_Text segment_:
Labour's key election pledge to rescue the ailing NHS with an extra £2.5bn a year has begun to unravel after the party admitted that the money would not be available until halfway through the next parliament.

The party has confirmed that none of the £2.5bn pledge, which formed the centrepiece of Ed Miliband's speech to its conference in Manchester, would be raised in the first year of a Labour government.

The basis for the apparent 'unraveling' of Labour's promise to spend more on the NHS is the apparent requirement that it must raise the money it has promised to spend before it can apparently do so.

This is absolutely bizarre logic. The Coalition government will borrow £107 billion this year based on reasonable projections of the August borrowing data. It has, therefore, not stopped spending because it has not raised money first. This has been true, of course, throughout its period in office, when it will in all have borrowed (in my estimate) £572 billion in all. But apparently Labour cannot borrow £2.5 billion to spend on the NHS in anticipation of the receipts it will secure by raising taxes.

Not only is it ridiculous to suggest that separate rules apply to such spending when compared to all other spending(and it is Labour's fault that they have got themselves into this daft position by doing they will not spend without taxing) but this whole argument defies the logic of tax.

The fact is that throughout history government spending has always preceded taxation. So, in deep dark history kings went to war and then wondered how they would pay for it. They did not patiently save up their tax revenues and then decide who they would have a fight with.

And very obviously it is always spending that drives the spend and tax process because glaringly obviously there's not a democratic government on earth who would want to tax without good reason: it simply makes no sense to do that.

This is why spending always slightly precedes revenue. And this is also why so called 'structural deficits' that reflect that fact are not structural unless 'structural' means 'normal'. That is because this spending prior to taxation is the inevitable scheme of things when the reality is that governments always first of all spend to meet need - effectively printing the cash to do into the economy in the first instance - after which they then reduce the otherwise inflationary impact of doing so by reclaiming all or some of that that money they have spent into the economy back in the form of tax, the combined process then giving them control of money and so effectively creating both monetary and fiscal economic controls in the process.

However, apparently none of our political parties have the slightest notion of this economic reality that we do not tax and spend but do instead actually spend and tax and so are bickering about whether it is now possible to spend without taxing first when day in, day out, they do the exact opposite and unless they did that every tool they have to control the economy would not work.

I sometimes want to scream in despair that politics, and this variation of political economy, is undertaken at such a banal level. I cannot be alone, surely?

_Provided material_:
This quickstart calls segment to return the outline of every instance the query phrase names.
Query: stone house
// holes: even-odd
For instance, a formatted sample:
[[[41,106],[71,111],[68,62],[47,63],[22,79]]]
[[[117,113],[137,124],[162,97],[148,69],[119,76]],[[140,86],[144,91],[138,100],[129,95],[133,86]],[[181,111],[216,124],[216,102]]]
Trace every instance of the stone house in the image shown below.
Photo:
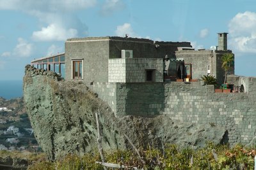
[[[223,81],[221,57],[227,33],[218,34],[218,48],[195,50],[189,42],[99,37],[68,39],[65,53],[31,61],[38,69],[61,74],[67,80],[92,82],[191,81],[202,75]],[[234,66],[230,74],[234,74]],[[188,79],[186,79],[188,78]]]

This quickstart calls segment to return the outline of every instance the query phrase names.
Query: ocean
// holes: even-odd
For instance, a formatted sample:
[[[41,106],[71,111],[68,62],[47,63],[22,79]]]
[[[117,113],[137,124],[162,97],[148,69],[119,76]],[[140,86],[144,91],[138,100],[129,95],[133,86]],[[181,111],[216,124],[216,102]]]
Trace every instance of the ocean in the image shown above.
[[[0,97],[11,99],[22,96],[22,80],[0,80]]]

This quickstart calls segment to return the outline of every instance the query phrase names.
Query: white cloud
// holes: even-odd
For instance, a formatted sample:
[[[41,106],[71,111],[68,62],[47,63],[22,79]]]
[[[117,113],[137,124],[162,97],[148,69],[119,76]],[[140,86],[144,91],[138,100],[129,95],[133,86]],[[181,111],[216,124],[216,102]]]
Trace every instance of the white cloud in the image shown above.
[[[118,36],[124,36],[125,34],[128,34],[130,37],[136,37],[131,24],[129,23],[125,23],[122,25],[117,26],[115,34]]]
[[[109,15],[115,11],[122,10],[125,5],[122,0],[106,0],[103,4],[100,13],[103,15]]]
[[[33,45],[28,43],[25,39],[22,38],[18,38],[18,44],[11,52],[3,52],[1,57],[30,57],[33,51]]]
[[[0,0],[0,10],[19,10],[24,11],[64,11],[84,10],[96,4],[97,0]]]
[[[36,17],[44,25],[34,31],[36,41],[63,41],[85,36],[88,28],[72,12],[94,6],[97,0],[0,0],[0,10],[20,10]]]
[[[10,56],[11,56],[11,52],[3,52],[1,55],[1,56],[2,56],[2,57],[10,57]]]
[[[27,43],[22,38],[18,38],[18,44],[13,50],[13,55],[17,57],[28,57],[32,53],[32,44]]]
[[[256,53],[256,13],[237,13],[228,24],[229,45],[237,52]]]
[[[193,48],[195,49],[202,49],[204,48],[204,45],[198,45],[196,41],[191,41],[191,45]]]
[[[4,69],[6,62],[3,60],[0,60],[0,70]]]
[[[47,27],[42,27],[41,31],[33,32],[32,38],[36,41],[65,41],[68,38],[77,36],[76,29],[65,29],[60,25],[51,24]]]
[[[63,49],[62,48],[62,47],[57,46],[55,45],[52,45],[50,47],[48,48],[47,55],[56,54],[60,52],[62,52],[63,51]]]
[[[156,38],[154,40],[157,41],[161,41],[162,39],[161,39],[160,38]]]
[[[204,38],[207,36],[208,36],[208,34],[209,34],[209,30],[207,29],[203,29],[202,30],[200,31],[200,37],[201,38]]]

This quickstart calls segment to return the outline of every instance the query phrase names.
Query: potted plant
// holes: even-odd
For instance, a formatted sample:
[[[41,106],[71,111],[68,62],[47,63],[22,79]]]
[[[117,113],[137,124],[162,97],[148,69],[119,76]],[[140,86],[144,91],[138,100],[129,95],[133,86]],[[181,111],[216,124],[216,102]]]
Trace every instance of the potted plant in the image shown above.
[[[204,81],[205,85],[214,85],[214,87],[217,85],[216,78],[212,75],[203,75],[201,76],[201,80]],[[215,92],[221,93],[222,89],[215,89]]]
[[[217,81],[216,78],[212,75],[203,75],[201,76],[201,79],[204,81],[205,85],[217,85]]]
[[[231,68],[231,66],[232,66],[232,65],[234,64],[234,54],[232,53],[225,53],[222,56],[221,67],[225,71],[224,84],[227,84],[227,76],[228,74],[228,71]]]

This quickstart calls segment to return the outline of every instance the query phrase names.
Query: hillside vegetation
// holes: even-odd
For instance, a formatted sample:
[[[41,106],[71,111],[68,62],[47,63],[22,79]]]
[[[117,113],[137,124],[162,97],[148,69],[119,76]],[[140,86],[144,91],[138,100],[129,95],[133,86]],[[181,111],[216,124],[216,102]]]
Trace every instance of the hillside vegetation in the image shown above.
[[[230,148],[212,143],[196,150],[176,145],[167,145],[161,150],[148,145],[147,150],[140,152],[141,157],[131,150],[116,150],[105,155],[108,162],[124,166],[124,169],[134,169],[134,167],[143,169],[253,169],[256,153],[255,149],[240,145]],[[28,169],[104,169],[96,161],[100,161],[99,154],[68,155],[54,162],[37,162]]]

_Instructions_:
• a. Answer these questions about the text on Labour's NHS pledge, each on its own line:
(i) In which city was the conference where Ed Miliband gave his speech?
(ii) How much does the text say the Coalition government will borrow this year?
(iii) What did kings in deep dark history do before wondering how they would pay for it?
• b. Translate this sentence from the text on Labour's NHS pledge into Spanish: "The fact is that throughout history government spending has always preceded taxation."
• c. In the text on Labour's NHS pledge, change the passage starting with "The basis for" and going on through "apparently do so.", with "requirement" replaced by "condition".

_Answer section_:
• a.
(i) Manchester
(ii) £107 billion
(iii) They went to war.

• b. Lo cierto es que, a lo largo de la historia, el gasto público siempre ha precedido a los impuestos.

• c.
The basis for the apparent 'unraveling' of Labour's promise to spend more on the NHS is the apparent condition that it must raise the money it has promised to spend before it can apparently do so.